─── Record set

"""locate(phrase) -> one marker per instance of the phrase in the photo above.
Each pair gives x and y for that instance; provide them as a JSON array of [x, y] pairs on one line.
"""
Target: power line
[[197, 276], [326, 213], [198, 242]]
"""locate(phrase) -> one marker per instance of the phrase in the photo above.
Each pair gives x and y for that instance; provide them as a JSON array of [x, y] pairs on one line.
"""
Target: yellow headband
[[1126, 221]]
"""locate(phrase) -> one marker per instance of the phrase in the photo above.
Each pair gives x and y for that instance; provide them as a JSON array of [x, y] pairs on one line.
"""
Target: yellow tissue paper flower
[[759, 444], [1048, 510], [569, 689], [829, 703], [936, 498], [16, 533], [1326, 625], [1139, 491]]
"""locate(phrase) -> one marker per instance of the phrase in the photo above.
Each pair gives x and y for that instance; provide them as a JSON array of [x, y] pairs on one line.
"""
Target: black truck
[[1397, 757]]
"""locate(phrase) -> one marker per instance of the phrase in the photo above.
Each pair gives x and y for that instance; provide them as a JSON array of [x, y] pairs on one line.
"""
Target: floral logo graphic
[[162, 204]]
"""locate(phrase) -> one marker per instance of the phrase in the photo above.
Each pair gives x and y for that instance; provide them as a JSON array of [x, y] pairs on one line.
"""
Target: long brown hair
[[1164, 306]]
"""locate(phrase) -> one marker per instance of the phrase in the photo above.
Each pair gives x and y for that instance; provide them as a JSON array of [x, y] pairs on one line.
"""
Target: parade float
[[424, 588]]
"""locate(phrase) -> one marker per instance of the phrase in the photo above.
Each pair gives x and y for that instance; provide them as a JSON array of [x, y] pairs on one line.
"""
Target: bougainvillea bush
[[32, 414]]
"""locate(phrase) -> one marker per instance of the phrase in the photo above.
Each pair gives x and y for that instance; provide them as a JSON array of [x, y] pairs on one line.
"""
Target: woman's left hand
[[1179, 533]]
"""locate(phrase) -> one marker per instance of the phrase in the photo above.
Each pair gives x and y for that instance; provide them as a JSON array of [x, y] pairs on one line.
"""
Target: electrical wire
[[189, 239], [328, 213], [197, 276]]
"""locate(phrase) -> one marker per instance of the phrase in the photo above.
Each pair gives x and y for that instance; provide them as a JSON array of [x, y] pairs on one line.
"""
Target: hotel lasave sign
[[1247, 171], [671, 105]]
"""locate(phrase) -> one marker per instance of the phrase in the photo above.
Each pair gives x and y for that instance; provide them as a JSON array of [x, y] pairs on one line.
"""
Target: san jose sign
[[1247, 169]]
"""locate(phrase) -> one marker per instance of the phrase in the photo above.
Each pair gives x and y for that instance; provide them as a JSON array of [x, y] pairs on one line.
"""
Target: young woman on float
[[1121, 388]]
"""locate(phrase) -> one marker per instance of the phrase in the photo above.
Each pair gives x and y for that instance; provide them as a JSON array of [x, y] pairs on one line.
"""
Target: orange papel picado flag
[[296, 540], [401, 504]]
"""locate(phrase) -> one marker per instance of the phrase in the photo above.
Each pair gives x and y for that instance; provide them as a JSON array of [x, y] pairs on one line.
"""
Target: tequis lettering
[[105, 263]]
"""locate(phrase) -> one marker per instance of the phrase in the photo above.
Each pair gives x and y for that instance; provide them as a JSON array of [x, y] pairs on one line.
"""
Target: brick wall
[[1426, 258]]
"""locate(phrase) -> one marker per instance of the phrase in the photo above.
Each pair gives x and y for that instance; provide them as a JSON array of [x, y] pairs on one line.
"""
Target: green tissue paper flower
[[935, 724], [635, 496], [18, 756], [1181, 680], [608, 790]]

──────

Written problem
Please rewrite all the records above with every "Target" changed to "Query", keeping everything else the same.

Answer for this exercise
"""locate(phrase) -> one marker per instance of the phrase in the photo above.
Each pair gives x and y for that instance; provide them as a JSON array of [x, y] pairs on one line.
"""
Query: power line
[[197, 276], [326, 213], [198, 242]]
"""locate(phrase) -> one marker per instance of the phrase in the photo above.
Each pair gives x and y for that instance; provide them as a JSON array of [x, y] pairs on one line.
"""
Query: yellow headband
[[1126, 221]]
"""locate(phrase) -> one marker per instance of the phrase in the photo above.
Each pair gives x and y for that instance; provide them as a JSON array of [x, y] pairs on one line.
"""
Query: yellow tissue paper flower
[[759, 444], [1048, 510], [569, 689], [829, 703], [936, 498], [16, 533], [1326, 625], [1139, 491]]
"""locate(phrase) -> one marker per instance of the phrase in the photo above.
Each pair gives x and y for that instance; provide them as a JSON array of [x, y] pairs on one line.
"""
Query: black truck
[[1397, 757]]
"""locate(phrase) -> one marker per instance of the phrase in the photo above.
Each pair gives x and y for that instance; provide them as a JSON array of [x, y] pairs on one line.
"""
Query: floral logo graphic
[[162, 204]]
"""locate(phrase) -> one marker per instance of the phrase in the photo above.
Each pair gives x and y for that instance; provide them as a JSON array of [x, y] pairs on one line.
"""
Query: long brown hair
[[1164, 306]]
"""locate(phrase) -> one marker per instance of the phrase in the photo above.
Each pair gives x and y for that instance; provide them as a JSON array of [x, y] pairs on one line.
"""
Query: parade float
[[424, 588]]
"""locate(phrase) -> one marker per instance of the phrase in the photo above.
Each pair gives x and y for that instance; provide them as a JSON array of [x, y] pairs on one line.
"""
Query: bougainvillea bush
[[32, 414]]
"""locate(phrase) -> one marker per instance of the phrase in the photo above.
Each pair gives x and y for that instance; provide them as a JSON array of [x, y] pairs on one line.
"""
Query: woman's left hand
[[1179, 533]]
"""locate(phrase) -> one marker per instance of the phrase in the photo above.
Each pair gives x and y for that instance; provide them as a JSON array of [x, y] pairs on one line.
"""
Query: electrical wire
[[189, 239], [328, 213], [197, 276]]
"""locate(phrase) -> one marker per instance of the phrase in the photo above.
Each pair gives x and y for that instance; provide them as a JSON array of [x, y] pairs on one line.
"""
Query: hotel lasave sign
[[1247, 171], [671, 105]]
"""locate(phrase) -> one marker per instance of the phrase in the photo above.
Each pair gives x and y for that instance; provide them as a JSON array of [x, y] pairs on one line.
"""
Query: san jose sign
[[1247, 169]]
"""locate(phrase) -> one marker per instance of the phrase in the photo above.
Each pair gives x and y for that instance; provide them as a JSON array of [x, y] pairs on one line.
"""
Query: young woman on float
[[1121, 388]]
"""locate(phrase) -> one marker per instance of the phrase in the photo above.
Each pair gives x and y for that instance; provide them as a JSON array of [x, y] pairs on one line.
"""
Query: orange papel picado flag
[[296, 540], [401, 504]]
"""locate(phrase) -> one marker per instance of the phrase in the photo above.
Each pair gives x and y for that instance; provide them as a JSON array of [x, y] pairs on one line.
"""
Query: tequis lettering
[[105, 263]]
"""locate(phrase) -> one marker per instance of the phrase in the photo above.
Each pair gives x and y for that instance; provide them as a JSON array of [x, y] pairs on one line.
"""
Query: brick wall
[[1426, 258]]
"""locate(phrase) -> one marker per instance of the phrase in the photo above.
Each pair gives x and y for that instance; provide them as a JSON array of [x, y] pairs on one line.
"""
Query: green tissue paper flower
[[935, 724], [635, 496], [18, 756], [1181, 680], [608, 790]]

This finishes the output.